_WHAT IS BEING ASKED_: Would you please return the lines of the entries below starting at the line that has "Target: wall air vent" and ending at the line that has "Note. One marker is placed on each instance of the beige", both included, exactly as they are?

....

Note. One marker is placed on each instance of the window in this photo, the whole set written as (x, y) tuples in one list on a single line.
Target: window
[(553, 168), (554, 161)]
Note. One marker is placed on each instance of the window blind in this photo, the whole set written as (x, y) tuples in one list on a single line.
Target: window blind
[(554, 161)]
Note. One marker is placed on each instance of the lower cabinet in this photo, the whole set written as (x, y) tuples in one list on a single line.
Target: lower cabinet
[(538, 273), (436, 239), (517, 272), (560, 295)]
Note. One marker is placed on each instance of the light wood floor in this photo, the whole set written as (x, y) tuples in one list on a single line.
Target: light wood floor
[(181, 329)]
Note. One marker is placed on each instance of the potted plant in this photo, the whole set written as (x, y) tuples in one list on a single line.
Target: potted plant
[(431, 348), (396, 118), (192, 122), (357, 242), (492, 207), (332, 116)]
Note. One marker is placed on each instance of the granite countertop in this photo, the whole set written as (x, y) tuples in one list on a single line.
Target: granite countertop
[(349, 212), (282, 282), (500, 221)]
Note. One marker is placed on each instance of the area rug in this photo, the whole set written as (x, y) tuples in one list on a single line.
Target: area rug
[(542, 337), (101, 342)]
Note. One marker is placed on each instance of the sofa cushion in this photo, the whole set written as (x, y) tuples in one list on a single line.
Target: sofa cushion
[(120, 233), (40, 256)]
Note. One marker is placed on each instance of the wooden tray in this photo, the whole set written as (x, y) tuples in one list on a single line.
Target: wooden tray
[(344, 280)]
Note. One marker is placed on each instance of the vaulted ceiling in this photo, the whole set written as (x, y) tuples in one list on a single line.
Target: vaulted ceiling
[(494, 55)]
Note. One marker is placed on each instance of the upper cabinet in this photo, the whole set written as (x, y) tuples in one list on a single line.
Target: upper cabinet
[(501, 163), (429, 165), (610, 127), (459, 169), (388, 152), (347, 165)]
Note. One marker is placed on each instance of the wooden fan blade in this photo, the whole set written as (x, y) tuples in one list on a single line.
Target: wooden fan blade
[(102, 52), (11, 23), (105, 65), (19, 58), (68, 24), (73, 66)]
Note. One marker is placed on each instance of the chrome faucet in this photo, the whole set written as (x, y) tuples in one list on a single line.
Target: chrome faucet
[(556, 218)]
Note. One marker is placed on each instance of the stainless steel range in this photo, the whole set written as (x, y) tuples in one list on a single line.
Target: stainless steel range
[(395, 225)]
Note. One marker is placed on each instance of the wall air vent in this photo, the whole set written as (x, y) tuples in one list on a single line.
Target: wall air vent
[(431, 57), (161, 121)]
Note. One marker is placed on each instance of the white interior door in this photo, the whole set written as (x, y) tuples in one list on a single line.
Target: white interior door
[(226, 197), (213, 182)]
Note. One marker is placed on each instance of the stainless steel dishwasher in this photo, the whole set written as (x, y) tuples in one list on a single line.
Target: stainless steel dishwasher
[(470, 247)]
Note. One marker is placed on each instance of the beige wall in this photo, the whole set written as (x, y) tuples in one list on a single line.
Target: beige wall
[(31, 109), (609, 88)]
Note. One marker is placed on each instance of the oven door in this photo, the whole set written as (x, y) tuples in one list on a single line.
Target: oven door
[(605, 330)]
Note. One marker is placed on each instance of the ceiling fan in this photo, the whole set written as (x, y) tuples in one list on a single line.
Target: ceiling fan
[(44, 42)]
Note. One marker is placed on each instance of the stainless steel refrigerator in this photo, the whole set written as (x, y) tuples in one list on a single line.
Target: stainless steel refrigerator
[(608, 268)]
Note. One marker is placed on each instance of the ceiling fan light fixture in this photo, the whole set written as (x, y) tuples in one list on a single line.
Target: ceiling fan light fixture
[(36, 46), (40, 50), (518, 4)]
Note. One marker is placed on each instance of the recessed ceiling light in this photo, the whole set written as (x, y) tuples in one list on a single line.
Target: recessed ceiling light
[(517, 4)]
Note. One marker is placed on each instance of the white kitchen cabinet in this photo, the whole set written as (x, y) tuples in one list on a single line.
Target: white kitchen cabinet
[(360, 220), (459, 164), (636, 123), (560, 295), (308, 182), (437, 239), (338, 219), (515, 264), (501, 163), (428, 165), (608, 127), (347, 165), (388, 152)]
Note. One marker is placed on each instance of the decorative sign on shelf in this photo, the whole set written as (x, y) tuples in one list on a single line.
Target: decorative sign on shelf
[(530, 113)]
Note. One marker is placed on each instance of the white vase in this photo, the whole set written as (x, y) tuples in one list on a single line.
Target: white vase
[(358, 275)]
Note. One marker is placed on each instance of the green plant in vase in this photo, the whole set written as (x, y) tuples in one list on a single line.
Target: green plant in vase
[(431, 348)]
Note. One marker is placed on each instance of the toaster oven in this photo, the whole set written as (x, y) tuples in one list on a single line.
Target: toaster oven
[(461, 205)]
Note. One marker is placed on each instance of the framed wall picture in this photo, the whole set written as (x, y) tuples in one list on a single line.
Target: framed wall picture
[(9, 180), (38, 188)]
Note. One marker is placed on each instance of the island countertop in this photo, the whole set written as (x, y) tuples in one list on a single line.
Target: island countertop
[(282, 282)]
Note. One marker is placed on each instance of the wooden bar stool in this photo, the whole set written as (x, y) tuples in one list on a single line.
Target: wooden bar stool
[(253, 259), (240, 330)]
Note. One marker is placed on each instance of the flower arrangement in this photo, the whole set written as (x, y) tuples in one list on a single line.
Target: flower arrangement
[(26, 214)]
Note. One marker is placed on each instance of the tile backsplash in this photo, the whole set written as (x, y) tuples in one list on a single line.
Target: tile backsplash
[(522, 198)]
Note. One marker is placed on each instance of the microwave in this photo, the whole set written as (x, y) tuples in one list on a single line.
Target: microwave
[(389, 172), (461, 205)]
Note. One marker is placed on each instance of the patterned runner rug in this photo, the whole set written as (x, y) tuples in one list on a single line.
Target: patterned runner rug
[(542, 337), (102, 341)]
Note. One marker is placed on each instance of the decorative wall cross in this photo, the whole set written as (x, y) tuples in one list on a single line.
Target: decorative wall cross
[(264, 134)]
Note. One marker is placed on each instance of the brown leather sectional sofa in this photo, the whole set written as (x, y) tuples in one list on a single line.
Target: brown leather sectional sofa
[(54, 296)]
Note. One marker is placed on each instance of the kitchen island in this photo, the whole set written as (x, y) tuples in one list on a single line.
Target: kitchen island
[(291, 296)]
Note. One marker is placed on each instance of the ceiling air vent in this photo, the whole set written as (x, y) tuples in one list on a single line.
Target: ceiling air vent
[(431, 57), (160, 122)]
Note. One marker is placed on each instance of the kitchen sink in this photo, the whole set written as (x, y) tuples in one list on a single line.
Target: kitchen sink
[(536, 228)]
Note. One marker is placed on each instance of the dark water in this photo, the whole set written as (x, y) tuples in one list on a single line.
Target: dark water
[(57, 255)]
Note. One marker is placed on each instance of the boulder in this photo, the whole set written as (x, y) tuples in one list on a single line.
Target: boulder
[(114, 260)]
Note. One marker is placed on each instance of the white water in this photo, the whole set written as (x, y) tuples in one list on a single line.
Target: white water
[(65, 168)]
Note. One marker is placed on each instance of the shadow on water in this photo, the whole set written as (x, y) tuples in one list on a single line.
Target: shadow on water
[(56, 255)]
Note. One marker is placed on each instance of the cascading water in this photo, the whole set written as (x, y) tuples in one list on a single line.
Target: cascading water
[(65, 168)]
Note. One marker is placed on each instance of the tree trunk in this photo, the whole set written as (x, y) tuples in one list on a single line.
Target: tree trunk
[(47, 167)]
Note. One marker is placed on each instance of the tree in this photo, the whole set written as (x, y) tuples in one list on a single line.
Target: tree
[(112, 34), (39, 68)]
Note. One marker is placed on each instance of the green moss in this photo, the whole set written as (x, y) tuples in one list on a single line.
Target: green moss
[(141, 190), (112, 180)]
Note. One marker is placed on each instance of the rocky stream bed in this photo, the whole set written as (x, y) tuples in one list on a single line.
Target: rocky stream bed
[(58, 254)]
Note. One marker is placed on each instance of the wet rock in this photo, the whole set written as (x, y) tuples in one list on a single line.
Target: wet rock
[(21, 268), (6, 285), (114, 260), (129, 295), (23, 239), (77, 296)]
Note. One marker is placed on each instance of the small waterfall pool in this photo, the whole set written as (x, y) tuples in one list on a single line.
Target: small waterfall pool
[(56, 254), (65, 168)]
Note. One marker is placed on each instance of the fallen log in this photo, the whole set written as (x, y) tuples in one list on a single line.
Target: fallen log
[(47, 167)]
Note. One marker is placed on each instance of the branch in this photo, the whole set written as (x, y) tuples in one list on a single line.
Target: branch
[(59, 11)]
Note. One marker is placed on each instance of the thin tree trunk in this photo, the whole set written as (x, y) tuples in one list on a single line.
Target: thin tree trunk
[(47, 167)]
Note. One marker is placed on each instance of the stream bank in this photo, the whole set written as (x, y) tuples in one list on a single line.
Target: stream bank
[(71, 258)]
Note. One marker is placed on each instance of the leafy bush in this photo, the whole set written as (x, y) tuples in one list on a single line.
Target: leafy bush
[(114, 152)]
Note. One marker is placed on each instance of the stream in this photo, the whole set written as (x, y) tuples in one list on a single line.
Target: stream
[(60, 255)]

....

_EXPECTED ANSWER_:
Target: wall air vent
[(431, 57), (161, 121)]
Note. One marker is placed on each instance of the white interior door in this photo, the whole set written as (x, y) tuples in one list on a single line.
Target: white interior door
[(226, 197), (213, 182)]
Note. One marker is placed on each instance of the stainless steel dishwasher in this photo, the whole set written as (x, y) tuples in one list on a single line.
Target: stainless steel dishwasher
[(470, 247)]
Note. One marker is placed on each instance of the beige wall in this photo, the whole set written as (x, y) tuples in one list on a single line.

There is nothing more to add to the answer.